# Assignment:
Please find the lines in the following records that hold "below", and copy them.

# Information shown:
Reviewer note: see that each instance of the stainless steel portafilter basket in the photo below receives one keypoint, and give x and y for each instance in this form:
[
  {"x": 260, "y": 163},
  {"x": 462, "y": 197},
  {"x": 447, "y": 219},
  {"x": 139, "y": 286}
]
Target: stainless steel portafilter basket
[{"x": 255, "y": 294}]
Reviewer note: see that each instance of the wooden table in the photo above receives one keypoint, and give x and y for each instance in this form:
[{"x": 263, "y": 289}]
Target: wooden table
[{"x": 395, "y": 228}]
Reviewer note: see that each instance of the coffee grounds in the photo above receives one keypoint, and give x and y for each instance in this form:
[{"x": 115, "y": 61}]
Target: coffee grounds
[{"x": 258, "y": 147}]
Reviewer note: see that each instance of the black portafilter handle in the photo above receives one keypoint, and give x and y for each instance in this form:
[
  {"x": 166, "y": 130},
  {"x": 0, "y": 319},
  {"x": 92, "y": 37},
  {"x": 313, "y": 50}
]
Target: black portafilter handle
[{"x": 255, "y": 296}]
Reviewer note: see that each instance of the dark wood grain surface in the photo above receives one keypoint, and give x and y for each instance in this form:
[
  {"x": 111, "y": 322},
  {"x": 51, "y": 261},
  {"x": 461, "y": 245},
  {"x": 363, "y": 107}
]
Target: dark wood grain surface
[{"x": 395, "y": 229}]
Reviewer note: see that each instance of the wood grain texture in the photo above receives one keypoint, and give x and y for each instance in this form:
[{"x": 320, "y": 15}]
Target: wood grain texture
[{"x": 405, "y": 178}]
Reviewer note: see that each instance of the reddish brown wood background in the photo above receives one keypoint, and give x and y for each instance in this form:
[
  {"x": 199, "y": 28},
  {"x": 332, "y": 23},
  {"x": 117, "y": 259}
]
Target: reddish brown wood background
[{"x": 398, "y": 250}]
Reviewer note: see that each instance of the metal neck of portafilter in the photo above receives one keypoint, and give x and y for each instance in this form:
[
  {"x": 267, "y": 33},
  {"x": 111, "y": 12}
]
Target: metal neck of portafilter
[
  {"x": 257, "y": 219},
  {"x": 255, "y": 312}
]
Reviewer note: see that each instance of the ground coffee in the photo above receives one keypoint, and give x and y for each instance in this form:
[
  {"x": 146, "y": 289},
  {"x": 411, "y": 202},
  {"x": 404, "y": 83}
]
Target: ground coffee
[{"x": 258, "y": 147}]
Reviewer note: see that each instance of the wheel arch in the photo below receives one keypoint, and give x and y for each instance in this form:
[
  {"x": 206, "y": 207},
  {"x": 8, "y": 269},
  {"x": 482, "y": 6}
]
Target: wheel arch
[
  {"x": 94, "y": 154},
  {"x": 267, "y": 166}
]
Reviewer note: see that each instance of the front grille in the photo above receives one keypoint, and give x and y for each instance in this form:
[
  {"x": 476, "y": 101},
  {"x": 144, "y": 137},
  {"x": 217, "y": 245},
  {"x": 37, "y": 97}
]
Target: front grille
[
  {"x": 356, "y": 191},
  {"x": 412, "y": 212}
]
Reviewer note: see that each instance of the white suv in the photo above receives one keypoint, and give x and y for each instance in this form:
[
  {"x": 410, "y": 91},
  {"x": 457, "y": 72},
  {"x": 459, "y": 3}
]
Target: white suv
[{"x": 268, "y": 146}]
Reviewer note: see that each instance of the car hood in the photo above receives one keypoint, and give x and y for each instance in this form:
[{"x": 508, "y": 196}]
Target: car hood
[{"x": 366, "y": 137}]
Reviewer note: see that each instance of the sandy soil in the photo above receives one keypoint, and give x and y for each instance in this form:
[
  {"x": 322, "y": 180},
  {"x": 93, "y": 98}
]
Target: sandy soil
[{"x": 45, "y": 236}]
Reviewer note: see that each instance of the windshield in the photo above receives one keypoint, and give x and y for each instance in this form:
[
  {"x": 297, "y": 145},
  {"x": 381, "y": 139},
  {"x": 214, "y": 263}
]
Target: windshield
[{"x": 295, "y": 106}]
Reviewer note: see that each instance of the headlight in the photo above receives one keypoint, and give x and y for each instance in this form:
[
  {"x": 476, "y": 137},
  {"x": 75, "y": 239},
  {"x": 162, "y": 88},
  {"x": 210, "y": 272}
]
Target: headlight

# Completed task:
Reviewer note: see that each instance of the stainless steel portafilter basket in the photo below receives one keypoint, and give x and y for each instance in this form:
Reviewer note: see that each instance of the wheel arch in the photo below receives one keypoint, and give x and y for each instance in this form:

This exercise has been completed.